● PROBLEM
Return the full essay on resistance and peace word for word, with nothing changed.

Mother Teresa is famously quoted as saying that she would never attend an anti-war demonstration, but would accept an invitation to a pro-peace rally anyday. On the surface they appear to want the same thing. But they aren’t asking for the same thing. One is a declaration in favor of peace and frames its desires along those lines. The other is an unwitting cosmic request to perpetuate the systems that need more war to exist. It appears Teresa understood the true origins of the word protest, but more likely she religiously understood what Star Trek fans also know: resistance is futile.
As hard as it is to accept, to change something you must put it on your lap and love it right where it is. Love is what transforms, not hate. Not resistance. It seems I’m inviting white supremacists and tyrannical dictators for a good, long hug. Not exactly, but close. We need to rewire our thinking regarding the transformation of our world into the state of peace we expect from it. Excluding people and silencing voices—especially the ones we don’t like hearing—is the reason we are here in this uncomfortable, even painful, moment of history. We have resisted people along with their ideas and have painted ourselves into a corner with flawed methodology.
Of course our culture is built on a history of resistance. We have succeeded to a degree in displacing old ways by so-called protesting them. We have thrown tea into Boston Harbor and we have painted signs upon signs blaring our resistance. But our relative success has been in spite of our methods, not because of them. How much more peace is available to us if we could only recalibrate our thinking?

(Phrase grounding data)
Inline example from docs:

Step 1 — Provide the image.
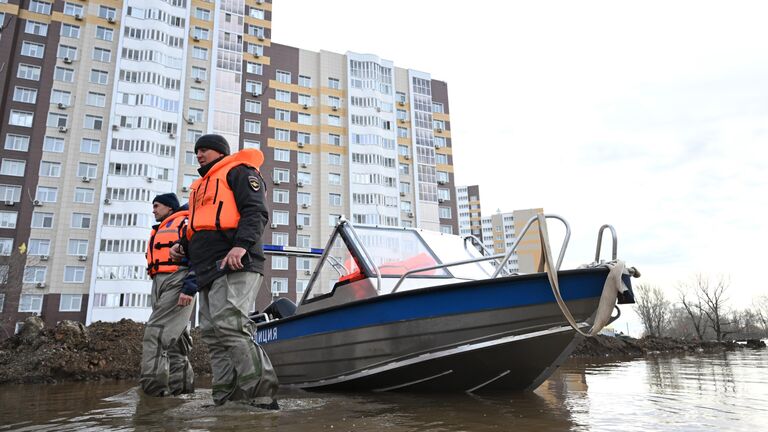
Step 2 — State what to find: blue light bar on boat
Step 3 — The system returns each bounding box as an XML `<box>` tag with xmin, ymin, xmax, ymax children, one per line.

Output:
<box><xmin>264</xmin><ymin>245</ymin><xmax>323</xmax><ymax>257</ymax></box>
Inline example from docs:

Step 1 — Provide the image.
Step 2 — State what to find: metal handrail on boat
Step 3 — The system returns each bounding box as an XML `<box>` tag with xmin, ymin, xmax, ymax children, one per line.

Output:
<box><xmin>595</xmin><ymin>224</ymin><xmax>618</xmax><ymax>263</ymax></box>
<box><xmin>392</xmin><ymin>215</ymin><xmax>571</xmax><ymax>293</ymax></box>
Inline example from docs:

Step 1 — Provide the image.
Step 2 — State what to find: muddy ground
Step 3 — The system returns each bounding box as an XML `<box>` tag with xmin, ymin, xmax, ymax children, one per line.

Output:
<box><xmin>0</xmin><ymin>317</ymin><xmax>760</xmax><ymax>384</ymax></box>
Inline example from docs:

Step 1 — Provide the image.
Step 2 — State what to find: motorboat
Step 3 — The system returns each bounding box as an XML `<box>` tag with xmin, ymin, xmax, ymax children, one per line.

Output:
<box><xmin>253</xmin><ymin>215</ymin><xmax>639</xmax><ymax>393</ymax></box>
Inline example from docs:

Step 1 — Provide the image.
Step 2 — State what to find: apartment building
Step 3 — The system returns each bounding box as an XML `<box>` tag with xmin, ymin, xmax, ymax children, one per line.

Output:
<box><xmin>0</xmin><ymin>0</ymin><xmax>459</xmax><ymax>337</ymax></box>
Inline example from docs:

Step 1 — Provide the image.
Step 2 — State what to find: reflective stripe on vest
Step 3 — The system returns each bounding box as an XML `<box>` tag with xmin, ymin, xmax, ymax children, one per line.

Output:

● SOLVED PROBLEM
Mother Teresa is famously quoted as saying that she would never attend an anti-war demonstration, but would accept an invitation to a pro-peace rally anyday. On the surface they appear to want the same thing. But they aren’t asking for the same thing. One is a declaration in favor of peace and frames its desires along those lines. The other is an unwitting cosmic request to perpetuate the systems that need more war to exist. It appears Teresa understood the true origins of the word protest, but more likely she religiously understood what Star Trek fans also know: resistance is futile.
As hard as it is to accept, to change something you must put it on your lap and love it right where it is. Love is what transforms, not hate. Not resistance. It seems I’m inviting white supremacists and tyrannical dictators for a good, long hug. Not exactly, but close. We need to rewire our thinking regarding the transformation of our world into the state of peace we expect from it. Excluding people and silencing voices—especially the ones we don’t like hearing—is the reason we are here in this uncomfortable, even painful, moment of history. We have resisted people along with their ideas and have painted ourselves into a corner with flawed methodology.
Of course our culture is built on a history of resistance. We have succeeded to a degree in displacing old ways by so-called protesting them. We have thrown tea into Boston Harbor and we have painted signs upon signs blaring our resistance. But our relative success has been in spite of our methods, not because of them. How much more peace is available to us if we could only recalibrate our thinking?